> **WHAT TO WORK ON**
Rewrite the items so that "Target" becomes "Object" everywhere and nothing else changes, and omit the pictures from your answer.

> **RECORD SET**
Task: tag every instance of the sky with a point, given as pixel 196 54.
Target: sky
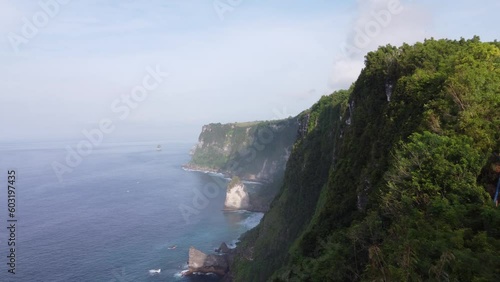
pixel 159 70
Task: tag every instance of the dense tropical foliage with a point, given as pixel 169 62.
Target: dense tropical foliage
pixel 393 179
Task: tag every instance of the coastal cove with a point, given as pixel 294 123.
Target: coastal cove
pixel 116 216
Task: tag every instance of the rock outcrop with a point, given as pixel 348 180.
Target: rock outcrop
pixel 254 151
pixel 237 198
pixel 200 262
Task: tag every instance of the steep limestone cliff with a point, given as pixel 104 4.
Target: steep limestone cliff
pixel 255 151
pixel 237 198
pixel 389 181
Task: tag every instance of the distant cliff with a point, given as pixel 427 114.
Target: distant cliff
pixel 254 151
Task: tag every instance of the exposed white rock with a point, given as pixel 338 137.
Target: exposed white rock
pixel 237 197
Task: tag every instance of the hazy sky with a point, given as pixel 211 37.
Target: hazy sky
pixel 66 65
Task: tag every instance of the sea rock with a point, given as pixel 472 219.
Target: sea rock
pixel 200 262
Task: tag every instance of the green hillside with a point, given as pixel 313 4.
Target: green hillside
pixel 393 179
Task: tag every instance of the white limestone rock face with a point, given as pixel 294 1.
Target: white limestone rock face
pixel 237 197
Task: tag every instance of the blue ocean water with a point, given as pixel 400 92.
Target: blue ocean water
pixel 114 217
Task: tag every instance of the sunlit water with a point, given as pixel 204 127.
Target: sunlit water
pixel 114 217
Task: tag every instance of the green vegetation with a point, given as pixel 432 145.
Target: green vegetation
pixel 392 179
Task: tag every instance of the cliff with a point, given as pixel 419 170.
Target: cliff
pixel 255 151
pixel 237 197
pixel 392 179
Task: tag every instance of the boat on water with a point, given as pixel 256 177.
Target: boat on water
pixel 155 271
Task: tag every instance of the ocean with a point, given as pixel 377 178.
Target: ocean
pixel 114 217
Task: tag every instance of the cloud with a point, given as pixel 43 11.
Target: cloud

> **TASK SOLUTION**
Task: tag every instance of the sky with a point, given as pixel 196 54.
Object: sky
pixel 159 70
Task: tag every instance of the dense tropical foliage with a point, given as pixel 169 62.
Object: dense tropical foliage
pixel 393 179
Task: tag every instance of the coastal cove with a point, given as pixel 294 123.
Object: coastal cove
pixel 116 216
Task: tag every instance of the rock outcrop with a point, given as pixel 348 180.
Object: rock outcrop
pixel 254 151
pixel 237 198
pixel 200 262
Task: tag every instance of the steep limestone cliff with a point, given as pixel 104 4.
Object: steep limestone cliff
pixel 255 151
pixel 237 198
pixel 389 181
Task: tag every instance of the distant cliff with a point, given as pixel 427 114.
Object: distant cliff
pixel 254 151
Task: tag every instance of the exposed white rock with a point, given as pixel 338 137.
Object: exposed white rock
pixel 237 197
Task: tag every instance of the hazy sky with a point, given as pixel 211 37.
Object: hazy sky
pixel 66 65
Task: tag every instance of the sea rock with a point, given as pixel 472 219.
Object: sea rock
pixel 200 262
Task: tag every instance of the green hillside with a point, given as pixel 313 4.
Object: green hillside
pixel 393 179
Task: tag every instance of the white limestone rock face with a point, given as pixel 294 1.
Object: white limestone rock face
pixel 237 197
Task: tag every instance of the blue ocean water with a point, given as pixel 400 92.
Object: blue ocean water
pixel 114 217
Task: tag every instance of the sunlit water with a point, given as pixel 204 127.
Object: sunlit water
pixel 114 217
Task: tag every instance of the green vegetation with a point, given as pixel 432 145.
Object: green vegetation
pixel 392 179
Task: tag every instance of the cliff with a point, given as pixel 419 170.
Object: cliff
pixel 255 151
pixel 237 197
pixel 392 179
Task: tag every instance of the boat on water with a point, given as pixel 256 177.
Object: boat on water
pixel 155 271
Task: tag every instance of the ocean with a point, given as pixel 377 178.
Object: ocean
pixel 114 217
Task: tag every instance of the cloud with a point, given as pixel 43 11.
Object: cloud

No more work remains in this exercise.